Your task is to give the data again, exactly, with every line intact.

──────────

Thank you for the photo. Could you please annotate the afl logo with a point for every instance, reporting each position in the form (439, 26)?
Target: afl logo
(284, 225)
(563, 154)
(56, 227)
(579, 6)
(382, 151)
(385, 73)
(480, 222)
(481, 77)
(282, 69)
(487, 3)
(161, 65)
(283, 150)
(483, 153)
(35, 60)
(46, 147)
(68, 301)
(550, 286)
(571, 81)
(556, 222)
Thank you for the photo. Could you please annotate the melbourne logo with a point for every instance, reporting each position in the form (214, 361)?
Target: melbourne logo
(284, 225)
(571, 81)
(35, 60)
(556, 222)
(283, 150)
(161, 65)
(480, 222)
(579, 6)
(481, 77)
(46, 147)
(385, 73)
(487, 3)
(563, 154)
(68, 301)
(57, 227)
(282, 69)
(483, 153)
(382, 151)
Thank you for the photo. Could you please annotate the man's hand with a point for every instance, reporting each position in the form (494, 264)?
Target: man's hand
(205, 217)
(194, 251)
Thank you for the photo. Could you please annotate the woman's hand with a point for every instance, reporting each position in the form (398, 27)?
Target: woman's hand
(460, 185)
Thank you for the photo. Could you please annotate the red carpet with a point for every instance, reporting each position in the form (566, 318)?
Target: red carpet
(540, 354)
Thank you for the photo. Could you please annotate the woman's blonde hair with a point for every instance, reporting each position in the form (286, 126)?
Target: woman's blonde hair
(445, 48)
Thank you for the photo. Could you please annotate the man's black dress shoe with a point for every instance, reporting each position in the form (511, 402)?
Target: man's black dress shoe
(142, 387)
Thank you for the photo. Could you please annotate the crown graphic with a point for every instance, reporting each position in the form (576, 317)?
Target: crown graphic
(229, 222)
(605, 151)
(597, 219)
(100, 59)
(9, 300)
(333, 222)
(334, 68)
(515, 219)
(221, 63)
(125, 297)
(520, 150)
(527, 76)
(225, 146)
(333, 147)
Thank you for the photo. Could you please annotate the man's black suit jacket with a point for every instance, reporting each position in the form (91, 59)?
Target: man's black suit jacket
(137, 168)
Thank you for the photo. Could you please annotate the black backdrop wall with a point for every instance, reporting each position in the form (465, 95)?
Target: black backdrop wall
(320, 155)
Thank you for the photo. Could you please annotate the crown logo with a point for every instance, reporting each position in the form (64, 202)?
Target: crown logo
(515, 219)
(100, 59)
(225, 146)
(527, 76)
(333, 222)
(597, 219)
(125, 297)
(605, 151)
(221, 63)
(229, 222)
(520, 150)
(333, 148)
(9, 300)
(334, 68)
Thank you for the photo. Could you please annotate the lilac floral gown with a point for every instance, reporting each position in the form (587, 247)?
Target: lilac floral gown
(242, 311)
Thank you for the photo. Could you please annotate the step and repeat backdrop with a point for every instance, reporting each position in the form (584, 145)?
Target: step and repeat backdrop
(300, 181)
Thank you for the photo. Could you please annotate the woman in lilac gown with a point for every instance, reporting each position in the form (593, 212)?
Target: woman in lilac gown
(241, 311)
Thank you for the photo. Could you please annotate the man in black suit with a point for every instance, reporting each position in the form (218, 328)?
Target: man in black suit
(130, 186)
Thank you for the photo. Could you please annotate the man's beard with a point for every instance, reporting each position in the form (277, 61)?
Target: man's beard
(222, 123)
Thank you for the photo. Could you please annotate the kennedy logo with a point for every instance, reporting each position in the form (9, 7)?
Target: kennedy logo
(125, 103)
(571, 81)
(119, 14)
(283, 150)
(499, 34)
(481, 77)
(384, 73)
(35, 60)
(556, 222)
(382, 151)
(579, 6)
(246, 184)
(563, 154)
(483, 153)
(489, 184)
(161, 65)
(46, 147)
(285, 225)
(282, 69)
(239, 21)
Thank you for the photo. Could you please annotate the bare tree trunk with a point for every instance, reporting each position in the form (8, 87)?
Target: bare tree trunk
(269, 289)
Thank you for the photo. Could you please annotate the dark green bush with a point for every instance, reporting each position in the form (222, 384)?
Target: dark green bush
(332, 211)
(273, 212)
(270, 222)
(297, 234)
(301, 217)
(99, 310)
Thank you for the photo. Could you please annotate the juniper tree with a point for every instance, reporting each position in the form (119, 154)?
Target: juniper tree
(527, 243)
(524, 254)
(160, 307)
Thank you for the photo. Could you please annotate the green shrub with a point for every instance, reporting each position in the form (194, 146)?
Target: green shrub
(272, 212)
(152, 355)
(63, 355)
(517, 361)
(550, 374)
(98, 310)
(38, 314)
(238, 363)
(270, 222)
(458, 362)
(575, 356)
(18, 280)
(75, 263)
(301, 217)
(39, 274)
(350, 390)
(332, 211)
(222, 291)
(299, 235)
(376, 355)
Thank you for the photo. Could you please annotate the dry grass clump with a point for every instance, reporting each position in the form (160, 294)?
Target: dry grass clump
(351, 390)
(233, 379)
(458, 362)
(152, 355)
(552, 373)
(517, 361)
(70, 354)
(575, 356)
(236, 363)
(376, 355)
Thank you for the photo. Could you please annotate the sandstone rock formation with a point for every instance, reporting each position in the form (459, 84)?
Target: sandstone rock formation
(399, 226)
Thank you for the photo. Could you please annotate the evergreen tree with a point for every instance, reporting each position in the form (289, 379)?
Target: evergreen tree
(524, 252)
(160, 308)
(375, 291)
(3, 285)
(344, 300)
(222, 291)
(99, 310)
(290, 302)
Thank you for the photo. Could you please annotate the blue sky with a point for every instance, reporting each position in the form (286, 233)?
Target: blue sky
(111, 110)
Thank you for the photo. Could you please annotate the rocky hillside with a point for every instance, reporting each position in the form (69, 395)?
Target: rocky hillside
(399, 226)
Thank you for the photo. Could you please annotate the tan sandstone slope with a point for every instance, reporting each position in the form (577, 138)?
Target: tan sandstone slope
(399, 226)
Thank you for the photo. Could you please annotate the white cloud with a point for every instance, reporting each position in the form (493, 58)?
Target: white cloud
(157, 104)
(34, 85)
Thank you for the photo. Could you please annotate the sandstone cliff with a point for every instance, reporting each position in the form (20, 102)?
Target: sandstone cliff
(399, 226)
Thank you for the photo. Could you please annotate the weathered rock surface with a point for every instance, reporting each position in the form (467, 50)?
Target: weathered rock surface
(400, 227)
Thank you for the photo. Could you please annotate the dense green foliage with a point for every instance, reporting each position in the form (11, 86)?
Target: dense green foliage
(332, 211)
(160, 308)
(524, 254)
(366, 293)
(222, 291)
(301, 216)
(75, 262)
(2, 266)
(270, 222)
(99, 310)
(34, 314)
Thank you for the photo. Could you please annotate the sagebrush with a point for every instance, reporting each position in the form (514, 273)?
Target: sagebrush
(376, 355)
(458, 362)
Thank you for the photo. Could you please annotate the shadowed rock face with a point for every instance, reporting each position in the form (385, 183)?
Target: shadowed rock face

──────────

**The completed task**
Thank you for the photo. Could you please annotate the afl logo with a point for every instance, reporting each position in the form (439, 26)?
Target: afl logo
(284, 225)
(563, 154)
(56, 227)
(579, 6)
(382, 151)
(385, 73)
(480, 222)
(481, 77)
(282, 69)
(487, 3)
(161, 65)
(283, 150)
(483, 153)
(35, 60)
(46, 147)
(68, 301)
(550, 286)
(571, 81)
(556, 222)
Thank you for the photo. Could you please annotate the melbourne logo with a point for every instance, reporting each position in the form (214, 361)?
Target: melbourne logo
(284, 225)
(571, 81)
(35, 60)
(556, 222)
(283, 150)
(161, 65)
(480, 222)
(579, 6)
(481, 77)
(46, 147)
(385, 73)
(487, 3)
(563, 154)
(68, 301)
(57, 227)
(282, 69)
(483, 153)
(382, 151)
Thank you for the photo. Could you please annotate the man's hand with a point for every instance, reporting each position in the form (494, 264)?
Target: man's hand
(205, 217)
(194, 251)
Thank you for the photo. Could you please annotate the woman's hand with a point for every instance, reporting each position in the form (398, 27)?
Target: woman's hand
(460, 185)
Thank you for the photo. Could you please annotate the red carpet with a point for every instance, reporting each position in the form (566, 318)?
Target: red carpet
(540, 354)
Thank you for the photo. Could you please annotate the woman's blonde hair with a point for every instance, reporting each position in the form (286, 126)?
Target: woman's blonde hair
(445, 48)
Thank you for the photo. Could you please annotate the man's black dress shoe with a point for every instance, reporting each position in the form (511, 402)?
Target: man's black dress shoe
(142, 387)
Thank you for the photo. Could you please annotate the crown graphic with a point for every instance, reporting each position in the form (576, 317)?
Target: crown graphic
(229, 222)
(605, 151)
(597, 219)
(100, 59)
(9, 300)
(333, 222)
(334, 68)
(515, 219)
(221, 63)
(125, 297)
(520, 150)
(527, 76)
(225, 146)
(333, 147)
Thank you for the photo. Could you please annotate the man's black suit jacket with a point for every instance, reporting each position in the form (91, 59)?
Target: man's black suit jacket
(137, 168)
Thank you for the photo. Could you please annotate the black backdrop wall with a point for every instance, reporting each position in the form (465, 95)?
Target: black backdrop wall
(320, 155)
Thank you for the photo. Could you please annotate the crown logo with a point for every instance, reporting each position in the form (64, 202)?
Target: crown logo
(515, 219)
(100, 59)
(225, 146)
(527, 76)
(333, 222)
(597, 219)
(125, 297)
(605, 151)
(221, 63)
(229, 222)
(520, 150)
(333, 148)
(9, 300)
(334, 68)
Thank you for the photo. Could you please annotate the lilac floral gown with a point for every instance, reporting each position in the form (587, 247)?
Target: lilac floral gown
(242, 311)
Thank you for the photo. Could you please annotate the step and repeat backdrop with a point for every instance, reporting each position in the form (584, 145)?
Target: step and repeat backdrop
(300, 181)
Thank you for the photo. Could you please annotate the woman in lilac gown with a point for every instance, reporting each position in the form (593, 212)?
Target: woman in lilac gown
(241, 311)
Thank you for the photo. Could you please annotate the man in black suit with a point for every instance, reporting each position in the form (218, 328)?
Target: man in black suit
(130, 186)
Thank you for the photo. Could you please annotate the man's beard with a point for every instance, reporting each position in the form (277, 61)?
Target: man's beard
(222, 123)
Thank you for the photo. Could you please annotate the kennedy logo with a point for every instance, reporting each position in the form (9, 7)?
Target: kennedy logo
(125, 103)
(571, 81)
(119, 14)
(283, 150)
(499, 34)
(481, 77)
(384, 73)
(35, 60)
(556, 222)
(382, 151)
(579, 6)
(246, 184)
(563, 154)
(483, 153)
(489, 184)
(161, 65)
(46, 147)
(285, 225)
(282, 69)
(239, 21)
Thank you for the photo. Could you please annotate the bare tree trunk with a point for every instance, reporting each position in the form (8, 87)?
Target: bare tree trunk
(269, 289)
Thank you for the photo. Could you please annotate the dark green bush with a point for every instance, reporting each position in the form (222, 384)?
Target: dark green bush
(332, 211)
(273, 212)
(270, 222)
(297, 234)
(301, 217)
(99, 310)
Thank you for the photo. Could you please annotate the juniper tree with a point for every instance, reporting each position in the form (119, 154)?
Target: juniper tree
(527, 243)
(524, 254)
(160, 307)
Thank you for the photo. Could you please annotate the green shrub with a point for every instance, reporting each position in the form (194, 146)?
Target: green shrub
(272, 212)
(152, 355)
(63, 355)
(517, 361)
(550, 374)
(98, 310)
(38, 314)
(238, 363)
(270, 222)
(458, 362)
(575, 356)
(18, 280)
(75, 263)
(301, 217)
(39, 274)
(350, 390)
(332, 211)
(222, 291)
(299, 235)
(376, 355)
Thank you for the photo. Could you please annotate the dry grass clump with a point for every instance, reporting each position in the form (160, 294)?
Target: dry grass clump
(351, 390)
(233, 379)
(458, 362)
(152, 355)
(552, 373)
(517, 361)
(70, 354)
(575, 356)
(236, 363)
(376, 355)
Thank you for the photo. Could you please annotate the sandstone rock formation with a point for every instance, reporting each position in the form (459, 84)?
Target: sandstone rock formation
(399, 226)
Thank you for the photo. Could you please annotate the evergreen tree with a point for every instance, reporting each position in the form (289, 379)?
Target: evergreen tree
(524, 252)
(160, 308)
(375, 291)
(3, 285)
(344, 300)
(222, 291)
(99, 310)
(290, 302)
Thank you for the photo. Could you please annotate the blue sky with a point for every instance, reporting each position in the form (286, 233)?
Target: blue sky
(111, 110)
Thank you for the photo. Could you please annotate the rocky hillside with a point for every instance, reporting each position in the form (69, 395)?
Target: rocky hillside
(399, 226)
Thank you for the photo. Could you please annotate the tan sandstone slope with a point for every instance, reporting each position in the form (577, 138)?
Target: tan sandstone slope
(399, 226)
Thank you for the photo. Could you please annotate the white cloud with a point for every instance, reporting each position in the form (493, 58)?
Target: white cloud
(157, 104)
(34, 85)
Thank you for the photo. Could you please annotate the sandstone cliff with a point for every instance, reporting each position in the form (20, 102)?
Target: sandstone cliff
(399, 226)
Thank you for the photo. Could you please annotate the weathered rock surface with a point for every instance, reporting each position in the form (467, 50)?
Target: weathered rock surface
(400, 227)
Thank you for the photo. Could you please annotate the dense green foliage with a point for every instance, reporting each position in the form (11, 86)?
Target: dense green foliage
(332, 211)
(160, 308)
(524, 254)
(366, 293)
(222, 291)
(301, 216)
(75, 262)
(2, 266)
(270, 222)
(99, 310)
(34, 314)
Thank you for the photo. Could you please annotate the sagebrush with a point for every instance, reporting each position in the form (514, 273)?
Target: sagebrush
(376, 355)
(458, 362)
Thank you for the photo. Could you please annotate the shadowed rock face with a point for every instance, reporting each position in the form (385, 183)?
Target: shadowed rock face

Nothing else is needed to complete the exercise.